Rewrite the records below, swapping "single point" for "single dot" wherever it occurs and leaving everything else unchanged.

★ ★ ★ ★ ★ ★ ★

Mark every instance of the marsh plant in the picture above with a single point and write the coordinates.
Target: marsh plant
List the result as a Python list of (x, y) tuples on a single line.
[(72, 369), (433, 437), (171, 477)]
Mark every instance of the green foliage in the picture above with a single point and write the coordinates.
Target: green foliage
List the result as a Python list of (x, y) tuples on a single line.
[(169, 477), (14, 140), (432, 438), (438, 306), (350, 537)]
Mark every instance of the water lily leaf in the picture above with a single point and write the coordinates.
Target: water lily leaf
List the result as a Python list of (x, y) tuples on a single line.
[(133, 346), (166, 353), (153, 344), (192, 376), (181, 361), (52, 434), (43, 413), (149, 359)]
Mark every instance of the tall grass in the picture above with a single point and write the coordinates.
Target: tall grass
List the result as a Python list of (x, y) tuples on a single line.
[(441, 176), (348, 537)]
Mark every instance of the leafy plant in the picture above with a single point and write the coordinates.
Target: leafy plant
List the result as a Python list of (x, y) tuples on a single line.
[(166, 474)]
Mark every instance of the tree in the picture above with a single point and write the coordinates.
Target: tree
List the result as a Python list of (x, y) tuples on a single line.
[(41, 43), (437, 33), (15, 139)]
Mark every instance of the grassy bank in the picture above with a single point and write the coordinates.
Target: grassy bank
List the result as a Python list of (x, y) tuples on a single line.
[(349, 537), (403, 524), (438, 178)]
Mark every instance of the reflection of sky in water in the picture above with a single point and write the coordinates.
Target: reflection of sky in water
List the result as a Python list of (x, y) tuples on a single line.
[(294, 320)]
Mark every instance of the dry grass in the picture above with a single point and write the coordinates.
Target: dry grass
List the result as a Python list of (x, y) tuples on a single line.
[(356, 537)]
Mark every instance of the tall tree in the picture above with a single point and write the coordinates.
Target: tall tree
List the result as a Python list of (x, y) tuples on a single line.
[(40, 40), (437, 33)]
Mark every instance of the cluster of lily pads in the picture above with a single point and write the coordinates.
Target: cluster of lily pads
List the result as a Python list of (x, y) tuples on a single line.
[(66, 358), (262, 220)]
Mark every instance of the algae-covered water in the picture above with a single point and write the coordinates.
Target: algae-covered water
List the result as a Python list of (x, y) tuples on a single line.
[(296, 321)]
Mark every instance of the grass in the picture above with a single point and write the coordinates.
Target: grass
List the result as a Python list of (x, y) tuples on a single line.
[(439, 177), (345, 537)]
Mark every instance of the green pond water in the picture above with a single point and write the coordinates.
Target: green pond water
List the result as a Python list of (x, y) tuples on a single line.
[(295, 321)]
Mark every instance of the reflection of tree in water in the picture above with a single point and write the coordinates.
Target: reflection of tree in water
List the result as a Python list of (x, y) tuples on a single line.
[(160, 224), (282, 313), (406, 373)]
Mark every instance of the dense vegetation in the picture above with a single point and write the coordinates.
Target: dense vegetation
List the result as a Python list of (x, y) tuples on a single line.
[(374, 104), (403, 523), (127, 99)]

★ ★ ★ ★ ★ ★ ★

▶ Result of this exercise
Mark every instance of the marsh plant in the picture above with a single dot and write the coordinates.
Target: marsh plant
List the result as a Python list of (x, y) tuples on a single line.
[(72, 369), (433, 437), (171, 477)]
Mark every instance of the green foliage in the picture above with a single dot and write the coordinates.
Target: green foliage
List the result as a Python list of (x, y) tuples on a single line.
[(169, 477), (14, 140), (432, 438), (438, 306), (350, 537)]
Mark every instance of the water lily leaf in the picture above with a single dot and write the coordinates.
Target: water lily leaf
List the result as a Python list of (x, y) tuples on a single line.
[(133, 346), (166, 353), (153, 344), (192, 376), (181, 361), (52, 434), (43, 413), (149, 359)]
Mark every instance of the tall grass in the picture above with a single dot and write the coordinates.
Target: tall grass
List the result as a Python list of (x, y) tuples on a single line.
[(441, 176), (348, 537)]
Mark every instance of the leafy plant in the picture above with a single dot and write the coordinates.
Target: leafy plant
List the result as a Python list of (x, y) tuples on a single line.
[(166, 474)]
Mark every instance of the tree in the picture above with a single dot and write the coordinates.
Target: tree
List the result as a Python list of (x, y) tuples on a single line.
[(41, 43), (437, 33), (15, 139)]
Mark every instance of the grassy bank in the picture above with a single dot and write the coordinates.
Target: grassy bank
List the result as a Python list of (x, y) tuples on a single line.
[(349, 537), (403, 524), (438, 178)]
Mark every instance of the reflection of sky in water in the picture above with a single dot and write the coordinates.
Target: reflection of sky in water
List the result as a Python list of (x, y) tuples on a single line.
[(294, 320)]
Mark every instance of the dry grass in the picture above with a single dot and write the coordinates.
Target: dry grass
List the result as a Python list of (x, y) tuples on a single line.
[(356, 537)]
Mark every instance of the tall tree in the picture above with a single dot and write the coordinates.
Target: tall tree
List the result as a Python list of (x, y) tuples on a single line.
[(40, 40), (437, 33)]
Mark every instance of the cluster of lily pads in the picture above with a single dot and write the coordinates.
Target: cluster of lily pads
List the result as a Python list of (x, y) tuples on a single line.
[(66, 358), (262, 220)]
Mark every instance of the algae-covered water in the picture above with a single dot and write the coordinates.
Target: algae-covered water
List the result as a Python list of (x, y) tuples on a single line.
[(296, 321)]
Mark every instance of the grass in the picture above with a single dot and write the coordinates.
Target: grass
List the result as a Python list of (x, y) tuples on a single line.
[(439, 177), (345, 537)]
Mark every instance of the green pond water in the picture above with a single dot and write the coordinates.
Target: green pond water
List the result as a Python list of (x, y) tuples on a single line.
[(295, 321)]
Mark every instance of the reflection of tree in water in the picture above with a single dot and write the coordinates.
Target: reflection of tree in water
List the result as a Python list of (x, y) tuples on a single line.
[(160, 224), (282, 313), (406, 373)]
Mark every instance of the dense vegetation in the picture above with a single dot and write the coordinates.
Target: dense vegetation
List the result as a Python list of (x, y) tuples on a single line.
[(374, 104), (403, 523), (127, 99)]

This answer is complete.